#### EXTRAIT DU TEXTE:
===============

13. Les sociétés Ibis font grief à l'arrêt, tel que matériellement rectifié, de les condamner solidairement à payer aux sociétés Atlantique productions et BPC les sommes respectives de 1 575 030 euros et 1 550 491 euros, alors :

« 1°/ que seule la rupture brutale d'une relation commerciale établie constitue une faute engageant la responsabilité de son auteur à l'égard des tiers à cette relation ; qu'en se bornant, pour condamner les société Ibis, à retenir l'existence d'une "rupture fautive", sans quantifier la diminution des commandes reprochée aux sociétés Ibis ni expliquer, même sommairement, en quoi cette diminution aurait constitué une rupture brutale, la cour d'appel a privé sa décision de base légale au regard de l'article 1382, devenu 1280, du code civil ;

2°/ que les sociétés Ibis faisaient valoir que la baisse du chiffre d'affaires de la société Régals entre janvier et mars 2014 provenait exclusivement de la baisse des commandes de pains au lait, les commandes de pains au chocolat étant restées stables, voire ayant crû, sur cette période, et que les achats de pains au lait avaient repris à partir d'avril 2014, de sorte que la diminution des commandes de pains au lait entre janvier et mars 2014 ne pouvait caractériser une rupture brutale de la relation commerciale établie ; qu'en se bornant, pour retenir l'existence d'une "rupture fautive" au 1er mars 2014, à relever que "la rupture partielle de la relation établie a pour point de départ le 1er mars 2014" sans rechercher, comme elle y était invitée, si le maintien des commandes de pains au chocolat et la reprise des commandes des pains au lait à compter d'avril 2014 n'excluaient pas que la diminution des commandes soit qualifiée de rupture brutale, la cour d'appel a privé sa décision de base légale au regard de l'article 1382, devenu 1240 du code civil ;

3°/ qu'une diminution continue, sur huit mois, du volume des commandes ne constitue pas une rupture brutale engageant la responsabilité de l'acheteur à l'égard des tiers à la relation commerciale ; qu'en se fondant, pour retenir l'existence d'une rupture fautive, sur la circonstance que la société Régals avait enregistré une chute continue des volumes des produits vendus aux société Ibis, à compter du mois d'octobre 2014 jusqu'à l'arrêt des commandes en juin 2015, la cour d'appel a privé sa décision de base légale au regard de l'article 1382, devenu 1240, du code civil ;

4°/ que la seule absence de préavis ne suffit pas à caractériser la brutalité de la rupture ; qu'en se bornant à relever, pour considérer que la rupture était fautive, que les sociétés Ibis n'avaient signifié aucun préavis devant aménager le terme de la relation commerciale, la cour d'appel, qui n'a pas établi le caractère brutal de la rupture, a privé sa décision de base légale au regard de l'article 1382, devenu 1240, du code civil. »

===============

#### ENTRÉES AFFICHÉES:
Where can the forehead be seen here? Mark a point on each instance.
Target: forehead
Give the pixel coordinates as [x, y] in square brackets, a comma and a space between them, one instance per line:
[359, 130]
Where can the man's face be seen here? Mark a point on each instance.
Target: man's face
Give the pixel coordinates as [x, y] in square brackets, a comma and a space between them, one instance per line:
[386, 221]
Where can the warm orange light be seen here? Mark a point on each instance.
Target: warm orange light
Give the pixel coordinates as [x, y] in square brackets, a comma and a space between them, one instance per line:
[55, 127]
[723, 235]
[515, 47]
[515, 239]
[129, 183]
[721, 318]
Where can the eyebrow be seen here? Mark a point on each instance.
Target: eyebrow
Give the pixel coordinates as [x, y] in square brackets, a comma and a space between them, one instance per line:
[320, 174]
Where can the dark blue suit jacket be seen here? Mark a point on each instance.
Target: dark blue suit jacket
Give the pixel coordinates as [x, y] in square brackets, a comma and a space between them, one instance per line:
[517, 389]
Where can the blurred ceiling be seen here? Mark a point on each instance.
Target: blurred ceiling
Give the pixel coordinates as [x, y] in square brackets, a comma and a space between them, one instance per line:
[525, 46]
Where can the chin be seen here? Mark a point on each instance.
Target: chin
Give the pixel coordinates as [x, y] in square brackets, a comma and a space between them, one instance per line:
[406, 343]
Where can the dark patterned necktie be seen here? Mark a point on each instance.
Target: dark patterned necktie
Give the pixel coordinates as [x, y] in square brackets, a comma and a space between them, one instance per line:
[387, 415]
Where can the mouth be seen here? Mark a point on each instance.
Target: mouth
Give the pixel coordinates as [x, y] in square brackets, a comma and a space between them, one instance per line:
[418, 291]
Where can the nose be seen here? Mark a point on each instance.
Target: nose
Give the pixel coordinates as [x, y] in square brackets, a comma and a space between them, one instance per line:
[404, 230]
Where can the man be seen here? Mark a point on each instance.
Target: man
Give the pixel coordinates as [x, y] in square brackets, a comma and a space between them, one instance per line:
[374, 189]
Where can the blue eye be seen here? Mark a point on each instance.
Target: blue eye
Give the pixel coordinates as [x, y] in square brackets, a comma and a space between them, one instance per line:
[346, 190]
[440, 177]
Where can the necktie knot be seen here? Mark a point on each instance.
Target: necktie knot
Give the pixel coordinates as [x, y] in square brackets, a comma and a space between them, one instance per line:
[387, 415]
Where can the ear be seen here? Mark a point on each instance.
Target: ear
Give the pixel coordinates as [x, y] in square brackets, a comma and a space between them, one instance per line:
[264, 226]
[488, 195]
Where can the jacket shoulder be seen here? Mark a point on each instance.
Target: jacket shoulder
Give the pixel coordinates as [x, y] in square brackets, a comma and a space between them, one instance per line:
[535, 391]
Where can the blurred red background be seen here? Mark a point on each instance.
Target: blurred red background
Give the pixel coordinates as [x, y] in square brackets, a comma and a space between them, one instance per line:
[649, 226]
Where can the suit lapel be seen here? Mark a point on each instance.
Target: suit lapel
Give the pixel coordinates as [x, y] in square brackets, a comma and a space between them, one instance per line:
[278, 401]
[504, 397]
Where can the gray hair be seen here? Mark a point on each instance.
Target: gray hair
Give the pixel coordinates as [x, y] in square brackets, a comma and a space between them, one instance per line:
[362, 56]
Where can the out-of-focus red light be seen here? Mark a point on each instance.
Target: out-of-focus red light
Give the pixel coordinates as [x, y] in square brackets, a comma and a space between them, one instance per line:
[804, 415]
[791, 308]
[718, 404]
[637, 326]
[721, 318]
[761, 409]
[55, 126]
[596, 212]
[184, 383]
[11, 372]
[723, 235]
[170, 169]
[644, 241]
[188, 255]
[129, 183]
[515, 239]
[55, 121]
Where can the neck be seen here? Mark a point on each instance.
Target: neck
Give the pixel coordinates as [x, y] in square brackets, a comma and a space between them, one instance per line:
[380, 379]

===============

#### CONSIGNE:
Poursuivez le texte sur le grief des sociétés Ibis contre l'arrêt, à partir de sa dernière phrase.

#### RÉSULTAT OBTENU:
Réponse de la cour

14. Après avoir relevé que les sociétés Ibis et Régals ont, malgré l'échec des négociations pour le renouvellement du contrat de distribution le 1er mars 2014, poursuivi leur relation, l'arrêt retient d'abord qu'il a néanmoins été mis fin à cette date à l'obligation d'exclusivité d'approvisionnement des sociétés Ibis auprès de la société Régals. Il relève ensuite que la société Régals a enregistré une chute continue des volumes des commandes des produits fabriqués par les sociétés Atlantique productions et BPC à compter du mois d'octobre 2014 et que les commandes, comparées à celles résultant des courants d'affaires enregistrés les années antérieures, ont totalement cessé en juin 2015, sans qu'aucun préavis n'ait été signifié par les sociétés Ibis.

15. En l'état de ces constatations et appréciations, faisant ressortir que la cessation, aurait-elle été d'abord partielle puis totale, de la relation commerciale entre les parties avait été brutale, faute de toute prévenance par les sociétés Ibis de leur intention de diminuer sensiblement puis totalement leur approvisionnement auprès de leur partenaire, la cour d'appel, qui n'avait pas à effectuer la recherche inopérante invoquée par la deuxième branche, a légalement justifié sa décision.

16. Le moyen n'est donc pas fondé.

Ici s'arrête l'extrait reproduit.